Tasks to carry out →
(1) Answer these questions using the text on photovoltaics:
(a) What two things does the text say about how today's PV modules operate?
(b) Which type of silicon-based solar cell is also called thin film?
(c) What does each manufacturer's slightly different approach lead to?
(2) For each statement below, say whether it agrees with the text on photovoltaics. Answer yes or no, and quote the words from the text that decide it.
(a) Mono-crystalline cells are also known as single crystal cells.
(b) Nano technology is one of the commercially available types of solar cells.
(c) PV modules need a lot of upkeep over the long term.
(3) Copy the photovoltaics text word for word, from "Photovoltaics (PV) are" to "Amorphous (thin film)".

───── Passage provided ─────

Photovoltaics (PV) are a type of technology where light is converted into electricity. Today’s PV modules operate silently without emissions and have a proven track record of long-term use with minimal maintenance.

There are two commercially available types of silicone-based solar cells:

  • Crystalline
    • Poly-Crystalline (multi-crystal)
    • Mono-Crystalline (single crystal)
  • Amorphous (thin film)

Developing solar technologies include:

  • Concentrators
  • Electro-chemical PV
  • Nano technology

It is important to note that each manufacturer has a slightly different approach to producing these basic technologies and thus variable efficiencies and target markets.

There are several types of solar panel systems, configurations and components that you will hear about when investigating a solar PV sytem.

Crystalline Panels (c-Si)

───── Recorded information ─────

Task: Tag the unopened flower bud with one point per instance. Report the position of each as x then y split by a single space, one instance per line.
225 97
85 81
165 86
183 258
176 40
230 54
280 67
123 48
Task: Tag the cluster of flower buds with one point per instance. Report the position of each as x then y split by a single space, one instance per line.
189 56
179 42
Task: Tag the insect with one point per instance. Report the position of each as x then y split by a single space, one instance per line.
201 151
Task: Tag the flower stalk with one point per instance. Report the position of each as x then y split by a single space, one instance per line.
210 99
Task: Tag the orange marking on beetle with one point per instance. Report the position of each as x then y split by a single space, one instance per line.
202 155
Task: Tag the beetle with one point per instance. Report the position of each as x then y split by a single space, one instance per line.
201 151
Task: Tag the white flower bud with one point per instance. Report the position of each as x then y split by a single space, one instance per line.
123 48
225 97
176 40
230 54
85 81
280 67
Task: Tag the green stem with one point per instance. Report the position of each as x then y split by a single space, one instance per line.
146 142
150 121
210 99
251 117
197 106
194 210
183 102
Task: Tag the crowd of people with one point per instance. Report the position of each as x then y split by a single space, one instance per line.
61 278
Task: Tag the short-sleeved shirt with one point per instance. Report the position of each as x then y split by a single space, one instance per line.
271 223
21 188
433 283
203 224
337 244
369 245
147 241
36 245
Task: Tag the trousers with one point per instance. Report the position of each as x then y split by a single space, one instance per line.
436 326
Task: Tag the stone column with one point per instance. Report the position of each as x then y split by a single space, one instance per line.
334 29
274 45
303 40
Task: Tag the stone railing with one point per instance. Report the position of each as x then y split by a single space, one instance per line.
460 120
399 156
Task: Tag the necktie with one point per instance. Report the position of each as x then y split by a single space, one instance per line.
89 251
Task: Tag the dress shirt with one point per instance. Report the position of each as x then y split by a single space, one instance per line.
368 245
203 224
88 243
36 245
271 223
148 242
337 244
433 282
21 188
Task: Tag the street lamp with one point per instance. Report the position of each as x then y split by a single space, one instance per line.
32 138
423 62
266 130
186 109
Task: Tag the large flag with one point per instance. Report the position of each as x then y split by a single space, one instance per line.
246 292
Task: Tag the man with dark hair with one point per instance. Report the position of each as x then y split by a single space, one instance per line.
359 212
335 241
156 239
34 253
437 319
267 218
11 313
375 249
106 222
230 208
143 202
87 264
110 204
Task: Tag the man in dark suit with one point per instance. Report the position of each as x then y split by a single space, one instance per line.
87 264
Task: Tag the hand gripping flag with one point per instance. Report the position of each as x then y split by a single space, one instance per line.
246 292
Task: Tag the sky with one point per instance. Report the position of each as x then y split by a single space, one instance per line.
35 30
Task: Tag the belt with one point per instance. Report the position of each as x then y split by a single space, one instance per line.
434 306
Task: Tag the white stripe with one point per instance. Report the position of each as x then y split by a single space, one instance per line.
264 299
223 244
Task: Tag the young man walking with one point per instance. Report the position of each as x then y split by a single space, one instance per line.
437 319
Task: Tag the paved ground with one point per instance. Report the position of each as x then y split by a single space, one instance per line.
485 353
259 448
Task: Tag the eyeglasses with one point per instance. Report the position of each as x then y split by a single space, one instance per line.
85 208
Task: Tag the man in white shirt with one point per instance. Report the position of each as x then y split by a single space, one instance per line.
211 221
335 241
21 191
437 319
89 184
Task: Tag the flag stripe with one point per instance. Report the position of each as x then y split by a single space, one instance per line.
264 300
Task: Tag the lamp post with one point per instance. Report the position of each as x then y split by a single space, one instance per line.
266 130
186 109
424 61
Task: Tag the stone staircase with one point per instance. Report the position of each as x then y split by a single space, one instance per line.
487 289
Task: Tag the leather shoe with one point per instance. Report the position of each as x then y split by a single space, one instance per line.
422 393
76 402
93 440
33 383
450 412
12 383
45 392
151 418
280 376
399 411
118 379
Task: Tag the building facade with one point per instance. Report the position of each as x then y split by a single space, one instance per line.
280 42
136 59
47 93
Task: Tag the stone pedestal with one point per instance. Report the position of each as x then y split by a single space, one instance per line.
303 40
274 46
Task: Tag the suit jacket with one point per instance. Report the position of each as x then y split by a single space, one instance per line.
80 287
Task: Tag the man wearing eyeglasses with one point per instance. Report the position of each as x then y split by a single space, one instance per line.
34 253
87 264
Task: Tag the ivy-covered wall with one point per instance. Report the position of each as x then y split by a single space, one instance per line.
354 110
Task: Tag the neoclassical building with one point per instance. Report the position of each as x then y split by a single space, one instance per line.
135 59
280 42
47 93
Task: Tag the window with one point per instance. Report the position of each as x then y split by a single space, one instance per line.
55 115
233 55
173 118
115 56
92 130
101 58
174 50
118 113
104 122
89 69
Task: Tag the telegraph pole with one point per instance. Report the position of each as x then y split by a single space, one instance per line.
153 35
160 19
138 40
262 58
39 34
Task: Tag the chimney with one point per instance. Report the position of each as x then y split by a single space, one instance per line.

─────

Answers per task →
(1)
(a) They operate silently and without emissions.
(b) Amorphous.
(c) Variable efficiencies and target markets.

(2)
(a) Yes: "Mono-Crystalline (single crystal)"
(b) No: "Developing solar technologies include:" with "Nano technology" listed under it
(c) No: "have a proven track record of long-term use with minimal maintenance"

(3)
Photovoltaics (PV) are a type of technology where light is converted into electricity. Today’s PV modules operate silently without emissions and have a proven track record of long-term use with minimal maintenance.

There are two commercially available types of silicone-based solar cells:

  • Crystalline
    • Poly-Crystalline (multi-crystal)
    • Mono-Crystalline (single crystal)
  • Amorphous (thin film)